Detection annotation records
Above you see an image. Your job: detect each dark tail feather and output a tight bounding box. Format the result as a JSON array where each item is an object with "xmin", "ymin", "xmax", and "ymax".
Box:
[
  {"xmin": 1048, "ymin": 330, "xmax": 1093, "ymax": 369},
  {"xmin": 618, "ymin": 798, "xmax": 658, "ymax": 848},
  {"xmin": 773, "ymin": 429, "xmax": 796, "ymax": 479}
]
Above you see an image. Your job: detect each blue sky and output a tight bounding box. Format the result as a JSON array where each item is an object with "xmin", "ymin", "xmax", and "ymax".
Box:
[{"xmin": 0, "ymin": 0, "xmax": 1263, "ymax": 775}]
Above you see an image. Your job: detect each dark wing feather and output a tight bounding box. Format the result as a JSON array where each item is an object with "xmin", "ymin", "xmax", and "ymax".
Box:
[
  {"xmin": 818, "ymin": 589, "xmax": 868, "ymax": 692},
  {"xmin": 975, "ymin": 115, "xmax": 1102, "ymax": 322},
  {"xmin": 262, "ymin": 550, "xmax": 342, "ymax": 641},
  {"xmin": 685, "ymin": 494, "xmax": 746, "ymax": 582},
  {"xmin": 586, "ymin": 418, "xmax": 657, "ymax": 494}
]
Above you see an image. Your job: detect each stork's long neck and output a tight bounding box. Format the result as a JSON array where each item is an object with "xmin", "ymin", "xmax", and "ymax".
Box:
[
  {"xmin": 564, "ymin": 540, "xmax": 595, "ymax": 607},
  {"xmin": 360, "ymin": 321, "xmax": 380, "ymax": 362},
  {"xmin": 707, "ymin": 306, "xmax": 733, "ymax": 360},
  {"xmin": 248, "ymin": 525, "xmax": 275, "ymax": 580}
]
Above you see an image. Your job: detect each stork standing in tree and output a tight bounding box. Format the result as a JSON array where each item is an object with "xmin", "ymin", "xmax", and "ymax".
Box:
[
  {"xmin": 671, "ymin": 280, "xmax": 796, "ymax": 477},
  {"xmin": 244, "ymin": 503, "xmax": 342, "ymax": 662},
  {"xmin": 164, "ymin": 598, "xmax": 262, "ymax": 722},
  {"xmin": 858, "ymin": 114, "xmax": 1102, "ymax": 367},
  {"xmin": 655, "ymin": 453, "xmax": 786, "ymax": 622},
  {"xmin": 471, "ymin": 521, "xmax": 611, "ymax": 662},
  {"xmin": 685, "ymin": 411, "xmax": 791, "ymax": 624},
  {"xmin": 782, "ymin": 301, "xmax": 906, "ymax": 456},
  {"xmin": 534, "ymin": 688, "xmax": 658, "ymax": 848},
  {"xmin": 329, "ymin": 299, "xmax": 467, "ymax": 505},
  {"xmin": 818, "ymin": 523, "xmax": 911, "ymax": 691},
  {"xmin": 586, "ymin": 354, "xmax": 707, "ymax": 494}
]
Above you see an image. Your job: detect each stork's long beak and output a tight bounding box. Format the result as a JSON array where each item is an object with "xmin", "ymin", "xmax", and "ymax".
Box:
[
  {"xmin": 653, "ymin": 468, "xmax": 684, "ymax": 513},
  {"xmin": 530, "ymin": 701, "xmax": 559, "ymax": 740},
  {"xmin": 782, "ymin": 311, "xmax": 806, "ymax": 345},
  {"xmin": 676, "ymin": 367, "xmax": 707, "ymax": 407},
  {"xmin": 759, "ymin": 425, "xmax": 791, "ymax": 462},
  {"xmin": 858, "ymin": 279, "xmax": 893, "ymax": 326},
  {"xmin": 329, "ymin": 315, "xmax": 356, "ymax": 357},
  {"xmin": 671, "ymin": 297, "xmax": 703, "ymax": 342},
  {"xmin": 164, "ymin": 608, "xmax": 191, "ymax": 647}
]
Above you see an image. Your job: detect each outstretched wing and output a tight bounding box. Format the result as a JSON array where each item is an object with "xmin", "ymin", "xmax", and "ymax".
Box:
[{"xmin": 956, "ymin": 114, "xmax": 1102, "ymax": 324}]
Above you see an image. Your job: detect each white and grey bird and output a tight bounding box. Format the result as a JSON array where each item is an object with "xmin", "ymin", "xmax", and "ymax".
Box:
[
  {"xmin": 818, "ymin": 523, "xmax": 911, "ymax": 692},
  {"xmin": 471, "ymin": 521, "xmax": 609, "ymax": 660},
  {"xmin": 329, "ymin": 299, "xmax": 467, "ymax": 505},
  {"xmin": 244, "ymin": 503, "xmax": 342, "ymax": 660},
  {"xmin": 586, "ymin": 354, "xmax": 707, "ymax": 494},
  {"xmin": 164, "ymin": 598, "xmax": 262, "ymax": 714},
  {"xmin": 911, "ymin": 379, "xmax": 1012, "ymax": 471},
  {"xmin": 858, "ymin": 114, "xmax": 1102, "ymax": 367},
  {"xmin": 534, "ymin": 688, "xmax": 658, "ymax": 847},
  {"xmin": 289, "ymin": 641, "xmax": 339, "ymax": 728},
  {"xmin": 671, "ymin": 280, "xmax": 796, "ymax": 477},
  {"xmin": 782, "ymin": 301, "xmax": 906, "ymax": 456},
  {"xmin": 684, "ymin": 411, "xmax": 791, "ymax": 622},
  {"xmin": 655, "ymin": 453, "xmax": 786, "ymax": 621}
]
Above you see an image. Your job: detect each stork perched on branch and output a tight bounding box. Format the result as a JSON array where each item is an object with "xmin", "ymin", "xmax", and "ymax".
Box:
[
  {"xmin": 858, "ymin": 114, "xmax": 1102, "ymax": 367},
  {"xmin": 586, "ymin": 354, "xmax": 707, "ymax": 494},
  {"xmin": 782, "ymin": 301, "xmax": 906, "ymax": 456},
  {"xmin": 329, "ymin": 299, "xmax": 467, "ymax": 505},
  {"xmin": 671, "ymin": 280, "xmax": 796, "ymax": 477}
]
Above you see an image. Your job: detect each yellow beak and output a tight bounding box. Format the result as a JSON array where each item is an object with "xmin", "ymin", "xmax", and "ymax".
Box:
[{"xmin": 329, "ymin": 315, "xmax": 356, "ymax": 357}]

WRITTEN EXERCISE ::
Using the material above, print every entry exactly as written.

WORKED SOLUTION ::
Above you see an image. Your job: detect each dark tail feather and output a tight bounding box. Format the result as a JSON array where each item is an object with "xmin", "ymin", "xmax", and "ymax".
Box:
[
  {"xmin": 1048, "ymin": 330, "xmax": 1093, "ymax": 369},
  {"xmin": 618, "ymin": 798, "xmax": 658, "ymax": 848},
  {"xmin": 773, "ymin": 429, "xmax": 796, "ymax": 479}
]
Above you see an image. Your job: detect each blue sky and output a tight bounding box. Format the result as a JSON array where each item is an object with "xmin", "ymin", "xmax", and "ymax".
Box:
[{"xmin": 0, "ymin": 0, "xmax": 1263, "ymax": 775}]
Above you see an image. Your job: detect each dark wing feather and output a tight bounding box. Format the result as a JSON array where each item is an object with "xmin", "ymin", "xmax", and "ymax".
Box:
[
  {"xmin": 818, "ymin": 589, "xmax": 868, "ymax": 692},
  {"xmin": 975, "ymin": 115, "xmax": 1102, "ymax": 322},
  {"xmin": 262, "ymin": 550, "xmax": 342, "ymax": 641},
  {"xmin": 685, "ymin": 494, "xmax": 746, "ymax": 582},
  {"xmin": 586, "ymin": 418, "xmax": 657, "ymax": 494}
]
Above you see an image. Your job: detect each stork's long neck and output a tight bounding box. Format the result as a JSON array where each item is an object with "xmin", "ymin", "xmax", and "ymax".
Box:
[
  {"xmin": 564, "ymin": 540, "xmax": 595, "ymax": 607},
  {"xmin": 360, "ymin": 321, "xmax": 380, "ymax": 362},
  {"xmin": 707, "ymin": 306, "xmax": 733, "ymax": 360},
  {"xmin": 248, "ymin": 525, "xmax": 275, "ymax": 580}
]
Above you see an image. Your job: detect each stork standing in tree and output a tight bounding box. Format the result as a JSON array where each item is an object with "xmin", "ymin", "xmax", and "ymax".
Box:
[
  {"xmin": 671, "ymin": 280, "xmax": 796, "ymax": 477},
  {"xmin": 244, "ymin": 503, "xmax": 342, "ymax": 662},
  {"xmin": 164, "ymin": 598, "xmax": 262, "ymax": 722},
  {"xmin": 858, "ymin": 114, "xmax": 1102, "ymax": 367},
  {"xmin": 655, "ymin": 453, "xmax": 786, "ymax": 622},
  {"xmin": 471, "ymin": 521, "xmax": 611, "ymax": 662},
  {"xmin": 685, "ymin": 411, "xmax": 791, "ymax": 624},
  {"xmin": 782, "ymin": 301, "xmax": 906, "ymax": 456},
  {"xmin": 534, "ymin": 688, "xmax": 658, "ymax": 848},
  {"xmin": 329, "ymin": 299, "xmax": 467, "ymax": 505},
  {"xmin": 818, "ymin": 523, "xmax": 911, "ymax": 691},
  {"xmin": 586, "ymin": 354, "xmax": 707, "ymax": 494}
]
Above you see an image. Your job: detect each stork's long beak and output a tight bounding box. Format the result as a JSON array where each item is an object with "xmin", "ymin", "xmax", and "ymax".
Box:
[
  {"xmin": 653, "ymin": 468, "xmax": 684, "ymax": 513},
  {"xmin": 530, "ymin": 701, "xmax": 559, "ymax": 740},
  {"xmin": 782, "ymin": 311, "xmax": 806, "ymax": 345},
  {"xmin": 676, "ymin": 367, "xmax": 707, "ymax": 407},
  {"xmin": 759, "ymin": 425, "xmax": 791, "ymax": 462},
  {"xmin": 858, "ymin": 279, "xmax": 893, "ymax": 326},
  {"xmin": 329, "ymin": 315, "xmax": 356, "ymax": 357},
  {"xmin": 671, "ymin": 297, "xmax": 703, "ymax": 342},
  {"xmin": 164, "ymin": 608, "xmax": 191, "ymax": 647}
]
Above you see an image. Your job: detect each outstretched wing and output a tight bounding box. Format the result as a JSON array where each item is an object with "xmin", "ymin", "xmax", and "ymax".
Box:
[{"xmin": 956, "ymin": 114, "xmax": 1102, "ymax": 324}]
Above you see an image. Your job: detect each white and grey bird and output a tight bounding box. Format the result as a JSON array where each item is an object with "xmin", "ymin", "xmax", and "ymax".
Box:
[
  {"xmin": 818, "ymin": 523, "xmax": 911, "ymax": 692},
  {"xmin": 471, "ymin": 521, "xmax": 609, "ymax": 660},
  {"xmin": 329, "ymin": 299, "xmax": 467, "ymax": 505},
  {"xmin": 244, "ymin": 503, "xmax": 342, "ymax": 660},
  {"xmin": 586, "ymin": 354, "xmax": 707, "ymax": 494},
  {"xmin": 164, "ymin": 598, "xmax": 262, "ymax": 714},
  {"xmin": 911, "ymin": 379, "xmax": 1012, "ymax": 471},
  {"xmin": 858, "ymin": 114, "xmax": 1102, "ymax": 367},
  {"xmin": 534, "ymin": 688, "xmax": 658, "ymax": 847},
  {"xmin": 289, "ymin": 641, "xmax": 339, "ymax": 728},
  {"xmin": 671, "ymin": 280, "xmax": 796, "ymax": 477},
  {"xmin": 782, "ymin": 301, "xmax": 906, "ymax": 456},
  {"xmin": 684, "ymin": 411, "xmax": 791, "ymax": 622},
  {"xmin": 655, "ymin": 453, "xmax": 786, "ymax": 621}
]
Above you see an image. Your job: detect each stork perched on branch and output a tight bounding box. Format the result as a JSON array where each item is an object with "xmin", "ymin", "xmax", and "ymax".
Box:
[
  {"xmin": 858, "ymin": 114, "xmax": 1102, "ymax": 367},
  {"xmin": 586, "ymin": 354, "xmax": 707, "ymax": 494},
  {"xmin": 782, "ymin": 301, "xmax": 906, "ymax": 456},
  {"xmin": 329, "ymin": 299, "xmax": 467, "ymax": 505},
  {"xmin": 671, "ymin": 280, "xmax": 796, "ymax": 477}
]
Above you see an image. Your job: detect each yellow beak and output a tight bounding box. Format the result as a JSON array where each item is an object with "xmin", "ymin", "xmax", and "ymax".
Box:
[{"xmin": 329, "ymin": 315, "xmax": 356, "ymax": 357}]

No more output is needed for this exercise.